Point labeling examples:

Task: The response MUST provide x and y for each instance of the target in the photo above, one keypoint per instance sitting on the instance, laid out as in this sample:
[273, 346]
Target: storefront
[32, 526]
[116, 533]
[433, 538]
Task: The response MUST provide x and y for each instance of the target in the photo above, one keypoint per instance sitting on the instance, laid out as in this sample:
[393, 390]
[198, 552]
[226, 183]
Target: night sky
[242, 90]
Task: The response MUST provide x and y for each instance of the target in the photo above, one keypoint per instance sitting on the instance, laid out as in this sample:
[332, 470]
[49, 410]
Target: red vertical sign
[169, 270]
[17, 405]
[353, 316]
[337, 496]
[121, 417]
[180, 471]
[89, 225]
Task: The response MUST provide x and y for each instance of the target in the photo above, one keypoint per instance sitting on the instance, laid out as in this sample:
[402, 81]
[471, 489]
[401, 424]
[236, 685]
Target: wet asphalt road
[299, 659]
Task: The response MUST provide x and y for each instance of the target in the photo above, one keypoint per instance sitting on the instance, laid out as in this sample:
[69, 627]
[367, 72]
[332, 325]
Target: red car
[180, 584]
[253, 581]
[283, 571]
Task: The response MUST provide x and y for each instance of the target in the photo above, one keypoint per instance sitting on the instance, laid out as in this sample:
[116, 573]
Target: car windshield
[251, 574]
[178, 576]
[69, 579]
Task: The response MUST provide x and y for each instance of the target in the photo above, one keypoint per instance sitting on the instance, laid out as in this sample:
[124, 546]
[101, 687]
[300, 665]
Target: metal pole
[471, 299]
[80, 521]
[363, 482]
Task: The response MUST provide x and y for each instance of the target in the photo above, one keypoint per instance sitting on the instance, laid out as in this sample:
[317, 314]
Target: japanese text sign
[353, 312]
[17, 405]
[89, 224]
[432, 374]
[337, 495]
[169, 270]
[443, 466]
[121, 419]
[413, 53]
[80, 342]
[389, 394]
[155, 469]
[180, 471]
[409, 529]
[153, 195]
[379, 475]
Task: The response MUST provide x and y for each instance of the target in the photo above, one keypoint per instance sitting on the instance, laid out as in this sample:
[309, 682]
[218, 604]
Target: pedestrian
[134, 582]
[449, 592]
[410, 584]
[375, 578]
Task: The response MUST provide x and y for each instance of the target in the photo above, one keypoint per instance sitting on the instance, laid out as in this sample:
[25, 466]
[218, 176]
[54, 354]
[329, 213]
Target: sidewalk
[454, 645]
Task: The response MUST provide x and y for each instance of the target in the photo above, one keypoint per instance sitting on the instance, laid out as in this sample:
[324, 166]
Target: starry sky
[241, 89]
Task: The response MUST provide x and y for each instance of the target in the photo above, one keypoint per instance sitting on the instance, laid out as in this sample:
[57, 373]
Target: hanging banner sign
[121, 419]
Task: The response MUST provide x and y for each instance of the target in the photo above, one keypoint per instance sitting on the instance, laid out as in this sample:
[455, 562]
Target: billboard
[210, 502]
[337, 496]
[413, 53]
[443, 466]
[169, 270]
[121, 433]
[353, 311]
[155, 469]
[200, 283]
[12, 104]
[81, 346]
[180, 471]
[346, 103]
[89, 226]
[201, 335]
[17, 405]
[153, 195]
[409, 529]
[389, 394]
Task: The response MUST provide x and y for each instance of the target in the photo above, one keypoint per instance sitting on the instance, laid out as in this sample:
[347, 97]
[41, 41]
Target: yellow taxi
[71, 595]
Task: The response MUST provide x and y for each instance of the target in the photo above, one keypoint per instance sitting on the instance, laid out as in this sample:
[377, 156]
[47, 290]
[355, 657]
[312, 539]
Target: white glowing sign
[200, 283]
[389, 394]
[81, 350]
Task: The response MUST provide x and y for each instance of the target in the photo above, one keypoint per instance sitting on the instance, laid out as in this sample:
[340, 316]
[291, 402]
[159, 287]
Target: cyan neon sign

## What you need to do
Every record shown above must be echoed exactly.

## Reply to the exercise
Task: The response MUST provide x and y for each instance of the target in the photo above, one keypoint per instance sitting on the instance, laid out as in this sample:
[273, 346]
Target: storefront
[32, 526]
[116, 533]
[433, 538]
Task: The response MUST provide x and y for each instance of the target in the photo above, one keypoint per instance sitting on the instance, laid out as in this sample:
[393, 390]
[198, 552]
[226, 183]
Target: night sky
[242, 90]
Task: The response MUST provide x and y for each instance of the target in the photo above, one keypoint per instance sitting on the instance, laid out as in this sample:
[332, 470]
[49, 410]
Target: red vertical sign
[169, 270]
[17, 405]
[353, 316]
[337, 496]
[121, 417]
[180, 471]
[89, 225]
Task: The response MUST provide x and y for each instance of the target in the photo above, one keypoint per instance sitting on the instance, laid out as in this sample:
[402, 81]
[471, 489]
[401, 424]
[236, 685]
Target: wet asphalt road
[299, 659]
Task: The response MUST provide x and y for each instance of the target in the photo above, one keypoint per instance sitting on the instance, laid out as in this sample:
[69, 627]
[367, 72]
[332, 325]
Target: red car
[180, 584]
[253, 581]
[283, 571]
Task: The response MUST provide x and y for each instance of the target in the photo above, one keypoint per instance sitting on the instance, laid out as in this sample:
[116, 573]
Target: car windshield
[251, 574]
[178, 576]
[69, 579]
Task: The response MUST provide x and y for each instance of the target in the photo above, one keypoint per instance sitting on the instance, laid out as in this sample:
[124, 546]
[101, 687]
[300, 665]
Target: metal pole
[471, 299]
[80, 521]
[363, 482]
Task: The response MUST provide x and y for each instance of the target in the photo above, one keypoint per instance sitting on the instance, laid out as in this sample:
[317, 314]
Target: japanese text sign
[353, 312]
[17, 405]
[89, 224]
[432, 374]
[337, 495]
[169, 270]
[443, 466]
[121, 419]
[413, 53]
[80, 342]
[389, 394]
[155, 469]
[180, 471]
[409, 529]
[153, 195]
[379, 475]
Task: The response MUST provide x and y for each instance of the target in the photo above, one keypoint per instance sitting on the instance, laid out as in this sample:
[309, 682]
[218, 604]
Target: pedestrian
[134, 582]
[449, 592]
[410, 584]
[375, 578]
Task: The response MUST provide x and y for each instance of the target in the photo above, one keypoint per instance sitting on the instance, laid out as in this sample:
[25, 466]
[218, 176]
[54, 354]
[329, 213]
Target: sidewalk
[454, 645]
Task: The response MUST provide x and y for each instance of the target in the photo above, one keypoint per instance sitting on the instance, laid out as in this sample:
[324, 166]
Target: starry sky
[241, 89]
Task: The response MUST provide x and y for each instance of the target in the photo above, one keypoint per instance sitting on the instance, laid out as in this sample:
[57, 373]
Target: hanging banner sign
[121, 419]
Task: The response MUST provide x and y for each instance of the target in the photo above, one keypoint per instance sitting on the instance, laid out as in this sample:
[455, 562]
Target: billboard
[210, 502]
[337, 496]
[413, 53]
[443, 466]
[169, 270]
[121, 433]
[353, 311]
[155, 469]
[200, 283]
[12, 104]
[81, 346]
[180, 471]
[346, 103]
[89, 226]
[201, 335]
[17, 405]
[153, 195]
[409, 529]
[389, 394]
Task: The response MUST provide x and y for each instance of the target in the photo above, one keypoint per instance sitting on the instance, laid out as in this sample:
[347, 97]
[41, 41]
Target: yellow taxi
[71, 595]
Task: The response MUST provide x and y for each instance of the target in the photo above, one keypoint per instance sitting on the instance, laid out as in this sample:
[377, 156]
[47, 290]
[355, 657]
[312, 539]
Target: white glowing sign
[200, 283]
[389, 394]
[81, 350]
Task: The response MUST provide x and y for each instance of the target in the photo above, one keypoint per instance sitting on the instance, laid out as in this sample:
[340, 316]
[291, 402]
[159, 287]
Target: cyan neon sign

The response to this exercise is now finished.